*Data for analysis:*

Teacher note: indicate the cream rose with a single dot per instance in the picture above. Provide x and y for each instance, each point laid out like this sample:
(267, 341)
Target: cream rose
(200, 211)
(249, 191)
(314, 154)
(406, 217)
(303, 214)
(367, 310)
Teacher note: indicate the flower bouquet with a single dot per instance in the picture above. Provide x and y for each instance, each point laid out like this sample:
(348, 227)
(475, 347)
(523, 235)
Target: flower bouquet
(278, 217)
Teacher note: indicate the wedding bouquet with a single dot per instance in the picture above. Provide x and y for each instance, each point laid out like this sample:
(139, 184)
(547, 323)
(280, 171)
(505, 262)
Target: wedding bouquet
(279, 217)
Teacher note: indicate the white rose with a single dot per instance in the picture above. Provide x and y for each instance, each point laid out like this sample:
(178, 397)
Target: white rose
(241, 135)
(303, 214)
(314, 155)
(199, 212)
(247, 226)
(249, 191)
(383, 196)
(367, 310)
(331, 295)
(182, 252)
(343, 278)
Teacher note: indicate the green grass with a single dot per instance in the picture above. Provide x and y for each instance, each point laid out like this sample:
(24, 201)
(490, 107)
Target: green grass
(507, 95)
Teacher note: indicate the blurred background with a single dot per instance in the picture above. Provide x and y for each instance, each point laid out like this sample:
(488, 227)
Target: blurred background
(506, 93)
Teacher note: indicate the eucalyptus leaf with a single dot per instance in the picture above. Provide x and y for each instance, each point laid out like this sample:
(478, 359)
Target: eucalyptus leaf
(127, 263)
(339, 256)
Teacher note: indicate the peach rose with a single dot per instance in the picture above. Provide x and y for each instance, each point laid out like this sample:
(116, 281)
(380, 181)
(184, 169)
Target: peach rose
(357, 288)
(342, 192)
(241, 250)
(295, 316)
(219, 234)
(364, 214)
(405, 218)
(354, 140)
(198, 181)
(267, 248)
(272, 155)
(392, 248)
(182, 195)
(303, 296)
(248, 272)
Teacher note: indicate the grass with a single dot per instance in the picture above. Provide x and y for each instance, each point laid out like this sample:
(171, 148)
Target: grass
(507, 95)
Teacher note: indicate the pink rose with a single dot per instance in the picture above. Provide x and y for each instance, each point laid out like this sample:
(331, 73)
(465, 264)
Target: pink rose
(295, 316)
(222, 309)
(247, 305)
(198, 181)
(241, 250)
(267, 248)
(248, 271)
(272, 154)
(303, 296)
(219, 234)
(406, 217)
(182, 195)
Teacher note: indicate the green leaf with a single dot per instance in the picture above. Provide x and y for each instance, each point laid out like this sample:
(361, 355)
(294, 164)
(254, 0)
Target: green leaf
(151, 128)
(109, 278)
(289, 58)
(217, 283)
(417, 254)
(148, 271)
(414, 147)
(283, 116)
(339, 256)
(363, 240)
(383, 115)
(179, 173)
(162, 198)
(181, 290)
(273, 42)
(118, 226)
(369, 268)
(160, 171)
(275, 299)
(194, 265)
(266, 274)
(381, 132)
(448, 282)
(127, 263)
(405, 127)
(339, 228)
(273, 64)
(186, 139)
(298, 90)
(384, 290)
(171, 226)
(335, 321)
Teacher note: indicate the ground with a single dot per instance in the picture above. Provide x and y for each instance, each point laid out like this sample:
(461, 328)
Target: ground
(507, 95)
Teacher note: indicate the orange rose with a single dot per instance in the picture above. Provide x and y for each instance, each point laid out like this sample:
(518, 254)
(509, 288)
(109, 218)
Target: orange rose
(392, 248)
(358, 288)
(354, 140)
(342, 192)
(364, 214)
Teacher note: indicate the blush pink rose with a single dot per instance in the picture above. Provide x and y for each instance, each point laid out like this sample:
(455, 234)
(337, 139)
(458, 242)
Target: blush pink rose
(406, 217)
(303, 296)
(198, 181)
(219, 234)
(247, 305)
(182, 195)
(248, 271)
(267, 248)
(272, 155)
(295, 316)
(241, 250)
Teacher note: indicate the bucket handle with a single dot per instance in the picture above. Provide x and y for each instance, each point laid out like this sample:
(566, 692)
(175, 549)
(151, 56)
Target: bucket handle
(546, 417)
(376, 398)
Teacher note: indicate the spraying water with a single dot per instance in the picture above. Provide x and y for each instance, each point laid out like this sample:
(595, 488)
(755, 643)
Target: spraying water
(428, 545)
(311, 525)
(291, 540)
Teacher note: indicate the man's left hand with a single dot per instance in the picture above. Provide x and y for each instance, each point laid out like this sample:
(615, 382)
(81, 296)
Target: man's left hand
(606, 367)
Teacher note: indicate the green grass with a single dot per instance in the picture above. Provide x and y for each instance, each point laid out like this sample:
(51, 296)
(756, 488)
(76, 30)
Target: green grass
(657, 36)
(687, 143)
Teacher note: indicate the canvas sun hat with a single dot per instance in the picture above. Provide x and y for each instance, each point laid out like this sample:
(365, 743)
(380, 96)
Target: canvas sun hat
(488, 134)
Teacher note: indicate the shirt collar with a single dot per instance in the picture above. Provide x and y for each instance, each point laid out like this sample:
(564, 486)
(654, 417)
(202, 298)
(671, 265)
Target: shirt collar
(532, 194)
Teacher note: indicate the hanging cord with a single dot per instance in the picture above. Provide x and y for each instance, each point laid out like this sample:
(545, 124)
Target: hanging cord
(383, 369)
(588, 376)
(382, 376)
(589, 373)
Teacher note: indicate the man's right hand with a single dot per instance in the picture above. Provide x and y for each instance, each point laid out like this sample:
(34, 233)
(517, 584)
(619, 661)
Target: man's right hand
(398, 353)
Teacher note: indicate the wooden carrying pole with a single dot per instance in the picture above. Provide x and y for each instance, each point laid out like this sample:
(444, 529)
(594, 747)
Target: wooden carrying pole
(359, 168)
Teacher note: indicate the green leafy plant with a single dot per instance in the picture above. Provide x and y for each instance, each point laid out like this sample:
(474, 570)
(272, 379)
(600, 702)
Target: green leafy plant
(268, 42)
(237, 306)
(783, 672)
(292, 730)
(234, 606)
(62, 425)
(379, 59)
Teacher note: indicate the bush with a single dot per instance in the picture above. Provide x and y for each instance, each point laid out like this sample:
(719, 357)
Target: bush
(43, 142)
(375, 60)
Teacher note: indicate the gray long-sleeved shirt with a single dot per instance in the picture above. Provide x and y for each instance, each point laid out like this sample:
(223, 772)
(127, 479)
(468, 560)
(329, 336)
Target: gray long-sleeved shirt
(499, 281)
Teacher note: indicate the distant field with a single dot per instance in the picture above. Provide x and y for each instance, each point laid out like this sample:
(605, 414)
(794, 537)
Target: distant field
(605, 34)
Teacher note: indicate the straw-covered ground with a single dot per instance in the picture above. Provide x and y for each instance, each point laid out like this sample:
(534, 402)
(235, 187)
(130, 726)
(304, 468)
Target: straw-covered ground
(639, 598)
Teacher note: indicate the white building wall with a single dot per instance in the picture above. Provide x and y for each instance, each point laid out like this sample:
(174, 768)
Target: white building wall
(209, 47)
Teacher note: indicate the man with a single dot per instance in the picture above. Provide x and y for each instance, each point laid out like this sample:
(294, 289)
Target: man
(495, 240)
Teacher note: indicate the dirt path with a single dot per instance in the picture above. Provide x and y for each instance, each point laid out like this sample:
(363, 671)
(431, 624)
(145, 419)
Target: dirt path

*Goal of the exercise:* Give the listing once more, unchanged in every line.

*Answer box:*
Teacher note: indicate the cream rose with a single dot per instance in the picture above. Provide x and y for each instance, each point laid out like this sample:
(267, 341)
Target: cream rose
(200, 211)
(249, 191)
(314, 154)
(406, 217)
(303, 214)
(367, 310)
Teacher note: indicate the flower bouquet with a single dot per instance in the picture above. Provide x and y for each instance, each point laid out like this sample:
(348, 227)
(475, 347)
(523, 235)
Target: flower bouquet
(278, 217)
Teacher note: indicate the wedding bouquet with a single dot per instance in the picture above. Provide x and y for each instance, each point laid out like this sample:
(139, 184)
(547, 323)
(280, 171)
(505, 262)
Target: wedding bouquet
(279, 217)
Teacher note: indicate the white rose with a single dot per instance in the picture above. Provide x and y for each instance, each point laid out like this sample:
(178, 397)
Target: white rose
(241, 135)
(303, 214)
(314, 155)
(199, 212)
(247, 226)
(249, 191)
(383, 196)
(367, 310)
(331, 295)
(182, 252)
(343, 278)
Teacher note: indicate the green grass with a single dot per instance in the picture above. Provide x and y for each instance, each point laid out like this sample:
(24, 201)
(490, 107)
Target: green grass
(507, 95)
Teacher note: indicate the blurred background with a single dot per instance in the picture above. Provide x and y for each instance, each point laid out like this sample:
(488, 227)
Target: blurred background
(506, 93)
Teacher note: indicate the eucalyptus leaf with a single dot per instance in the picture above. Provide x and y for each instance, each point laid out like this sample:
(478, 359)
Target: eucalyptus leaf
(127, 263)
(339, 256)
Teacher note: indicate the peach rose with a single dot per instance in the picture above. Provide x and y for each instance, each point laid out like this sample:
(116, 281)
(380, 181)
(184, 169)
Target: peach rose
(357, 288)
(342, 192)
(241, 250)
(295, 316)
(219, 234)
(364, 214)
(405, 218)
(354, 140)
(198, 181)
(267, 248)
(272, 155)
(392, 248)
(182, 195)
(303, 296)
(248, 272)
Teacher note: indicate the grass with a single dot per instance in the picture above. Provide x and y for each instance, each point laid out like this sample:
(171, 148)
Target: grass
(507, 95)
Teacher note: indicate the pink rose with a single dot per instance in the picture above. Provide x and y for each instance, each point laid out like this sample:
(331, 73)
(465, 264)
Target: pink rose
(295, 316)
(222, 309)
(247, 305)
(198, 181)
(241, 250)
(267, 248)
(248, 271)
(272, 154)
(303, 296)
(219, 234)
(406, 217)
(182, 195)
Teacher note: indicate the green leaf with a single dot per instance in the picture above. Provide x and y for each instance, each point laid out like this sample:
(361, 355)
(294, 164)
(254, 0)
Target: green leaf
(151, 128)
(109, 278)
(289, 58)
(217, 283)
(417, 254)
(148, 271)
(414, 147)
(283, 116)
(339, 256)
(363, 240)
(383, 115)
(179, 173)
(162, 198)
(181, 290)
(273, 42)
(118, 226)
(369, 268)
(160, 171)
(275, 299)
(194, 265)
(266, 274)
(381, 132)
(448, 282)
(127, 263)
(405, 127)
(339, 228)
(273, 64)
(186, 139)
(298, 90)
(384, 290)
(171, 226)
(335, 321)
Teacher note: indicate the ground with a single dot per instance in the picture above. Provide x and y for each instance, each point laid out like this sample:
(461, 328)
Target: ground
(507, 95)
Teacher note: indicate the orange rose with a single dot per instance in the picture above. Provide x and y for each instance, each point laid out like this sample:
(518, 254)
(509, 288)
(109, 218)
Target: orange rose
(392, 248)
(358, 288)
(354, 140)
(342, 192)
(364, 214)
Teacher note: indicate the blush pink rose with a single dot per instance in the picture above. Provide x and y for each instance, each point laid out like this sample:
(455, 234)
(337, 139)
(458, 242)
Target: blush pink rose
(406, 217)
(303, 296)
(198, 181)
(219, 234)
(247, 305)
(182, 195)
(248, 271)
(267, 248)
(272, 155)
(295, 316)
(241, 250)
Teacher note: indicate the bucket handle with a single dot per instance in the picture above. Provide x and y for each instance, each point laid out like this sample:
(566, 692)
(175, 549)
(151, 56)
Target: bucket handle
(546, 417)
(376, 398)
Teacher note: indicate the spraying water with a single dot per instance in the picture above. Provide x and y for each instance, each point laid out like this sample:
(595, 488)
(755, 643)
Target: spraying water
(428, 545)
(311, 525)
(291, 540)
Teacher note: indicate the man's left hand with a single dot per instance in the picture above. Provide x and y for each instance, each point laid out like this sample:
(615, 382)
(81, 296)
Target: man's left hand
(606, 367)
Teacher note: indicate the green grass with a single dot per instance in the picture above. Provide x and y for each instance, each point laid out like this sample:
(51, 296)
(756, 488)
(76, 30)
Target: green grass
(657, 36)
(687, 143)
Teacher note: indicate the canvas sun hat with a single dot per instance in the picture above. Provide x and y for each instance, each point laid out like this sample:
(365, 743)
(380, 96)
Target: canvas sun hat
(488, 134)
Teacher note: indicate the shirt collar with a single dot per instance in the picture above. Provide x and y for each instance, each point laid out like this sample:
(564, 486)
(654, 417)
(202, 298)
(671, 265)
Target: shirt collar
(532, 194)
Teacher note: indicate the hanging cord with a single dot per instance in the picture above. Provide x and y for each instance, each point laid out like this sample:
(545, 124)
Target: hanging cord
(383, 369)
(588, 376)
(382, 376)
(589, 373)
Teacher note: indicate the man's right hand with a single dot per instance in the picture above. Provide x and y for each instance, each point laid out like this sample:
(34, 233)
(517, 584)
(619, 661)
Target: man's right hand
(398, 353)
Teacher note: indicate the wooden carrying pole with a single dot per instance in the picture above. Provide x and y for each instance, each point laid out like this sample:
(444, 529)
(594, 747)
Target: wooden carrying pole
(359, 168)
Teacher note: indicate the green leafy plant with a single dot per instance in the picture above. Provide x and y for each instance, each point laid out like this sample:
(474, 570)
(272, 379)
(600, 702)
Target: green leafy plant
(268, 42)
(237, 306)
(783, 672)
(292, 730)
(234, 606)
(62, 425)
(379, 59)
Teacher note: indicate the bush with a single dot per instance in the picture above. Provide x and y for each instance, each point laid out like this sample:
(719, 357)
Target: bush
(43, 142)
(375, 60)
Teacher note: indicate the gray long-sleeved shirt with a single dot per instance in the picture above. Provide x and y for each instance, each point laid out like this sample:
(223, 772)
(127, 479)
(468, 560)
(329, 336)
Target: gray long-sleeved shirt
(499, 281)
Teacher note: indicate the distant field with a single dot per instance in the picture above. Provide x and y for each instance, each point laid out like this sample:
(605, 414)
(794, 537)
Target: distant field
(605, 34)
Teacher note: indicate the straw-covered ground with a single dot per instance in the picture above. Provide x and y for each instance, each point laid out like this sample:
(534, 402)
(235, 187)
(130, 726)
(304, 468)
Target: straw-covered ground
(639, 598)
Teacher note: indicate the white building wall with a single dot per instance in the picture above. Provide x and y for each instance, each point laid out like this sample:
(174, 768)
Target: white building wall
(209, 47)
Teacher note: indicate the man with a single dot per instance in the picture above. Provide x and y for each instance, each point laid out like this sample:
(294, 289)
Target: man
(495, 240)
Teacher note: indicate the dirt path with a single dot per instance in the picture above. Provide x and y for each instance, each point laid out like this sample:
(363, 671)
(431, 624)
(145, 419)
Target: dirt path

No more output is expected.